Progress came in two forms:

  • Reducibility. Show that certain configurations of vertices in a planar graph can be replaced by smaller configurations without changing colorability. If a graph contains a “reducible” configuration, you can simplify it and reduce the colorability question to a smaller graph.
  • Unavoidability. Show that any planar graph (with high enough connectivity) must contain at least one configuration from a finite catalogue. If the catalogue is “unavoidable,” every counterexample must contain at least one item.

The proof strategy was clear in principle: find a finite catalogue of configurations that is both unavoidable (every counterexample contains one) and reducible (each one can be simplified). If you can find such a catalogue, no minimum counterexample can exist, so no counterexample exists at all.

The catalogue had to contain configurations that were genuinely tractable. By 1969 Heinrich Heesch had identified roughly 9,000 configurations that he believed were both unavoidable and reducible. Verifying reducibility for each one required laborious case analysis.

====================

• _Exercise aim_
In the excerpt on planar graph coloring, about how many configurations had Heinrich Heesch identified by 1969? The data that comes next has no connection to the text above.

• _Dataset_
====================

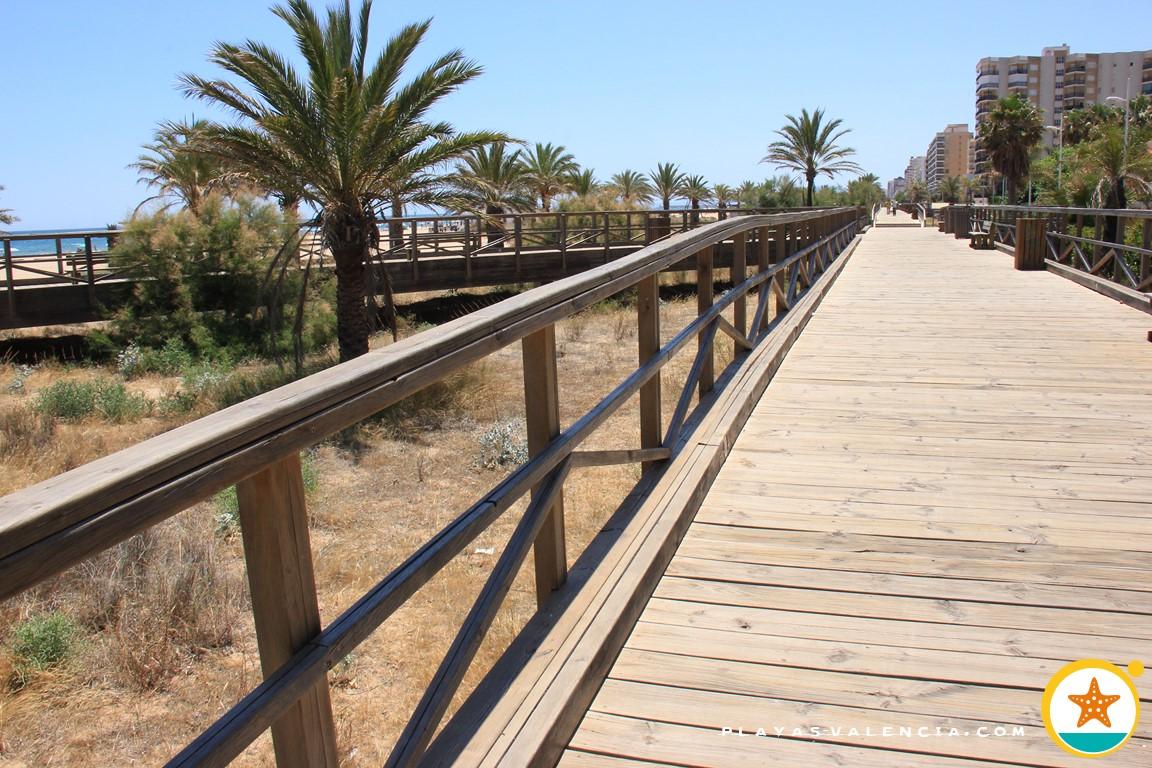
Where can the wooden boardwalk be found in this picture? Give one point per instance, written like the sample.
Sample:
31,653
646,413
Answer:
944,496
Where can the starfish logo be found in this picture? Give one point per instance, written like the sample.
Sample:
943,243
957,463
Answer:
1091,707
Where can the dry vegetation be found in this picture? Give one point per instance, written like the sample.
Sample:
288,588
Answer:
161,638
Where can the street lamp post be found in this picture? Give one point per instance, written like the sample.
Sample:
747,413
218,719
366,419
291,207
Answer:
1128,112
1060,150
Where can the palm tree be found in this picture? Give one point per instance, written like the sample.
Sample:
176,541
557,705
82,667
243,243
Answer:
749,194
341,136
1010,132
633,188
724,195
176,168
583,182
809,145
917,191
6,217
550,170
667,181
492,181
696,189
1116,166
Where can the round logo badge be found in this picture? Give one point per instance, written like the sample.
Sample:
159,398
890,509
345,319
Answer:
1091,707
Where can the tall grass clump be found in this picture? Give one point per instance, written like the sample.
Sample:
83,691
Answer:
70,400
222,281
40,643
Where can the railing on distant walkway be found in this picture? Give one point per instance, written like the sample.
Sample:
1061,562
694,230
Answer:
256,445
431,252
1096,246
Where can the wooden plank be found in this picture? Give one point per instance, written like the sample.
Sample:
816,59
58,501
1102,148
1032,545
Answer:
848,725
542,413
648,340
704,301
706,747
273,519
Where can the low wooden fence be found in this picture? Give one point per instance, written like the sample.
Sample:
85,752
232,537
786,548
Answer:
1109,250
256,445
417,253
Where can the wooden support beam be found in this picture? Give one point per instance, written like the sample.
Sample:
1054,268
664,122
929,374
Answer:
628,456
783,249
542,412
704,298
1030,243
273,519
648,336
739,273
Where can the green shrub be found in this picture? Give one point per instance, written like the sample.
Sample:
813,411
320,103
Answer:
226,279
227,502
42,643
73,401
503,445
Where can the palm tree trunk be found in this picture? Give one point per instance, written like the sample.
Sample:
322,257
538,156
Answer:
348,241
493,225
1116,198
396,228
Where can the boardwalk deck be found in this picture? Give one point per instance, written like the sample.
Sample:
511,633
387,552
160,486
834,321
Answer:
941,499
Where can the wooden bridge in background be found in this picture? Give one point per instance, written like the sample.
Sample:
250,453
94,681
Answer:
919,489
416,253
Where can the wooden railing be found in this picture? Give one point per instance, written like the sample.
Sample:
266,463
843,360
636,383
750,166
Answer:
255,446
416,252
1105,253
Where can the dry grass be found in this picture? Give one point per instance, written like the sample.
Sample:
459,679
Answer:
168,639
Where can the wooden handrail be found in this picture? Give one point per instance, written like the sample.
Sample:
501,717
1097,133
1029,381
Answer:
57,523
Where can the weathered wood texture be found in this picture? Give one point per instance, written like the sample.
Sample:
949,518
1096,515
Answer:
934,506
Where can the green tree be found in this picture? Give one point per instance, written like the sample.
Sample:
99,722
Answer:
583,183
749,195
865,191
633,188
6,215
1010,134
724,195
1116,167
491,181
697,190
809,145
667,182
173,165
550,170
341,136
949,189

====================

• _Task response_
Roughly 9,000 configurations.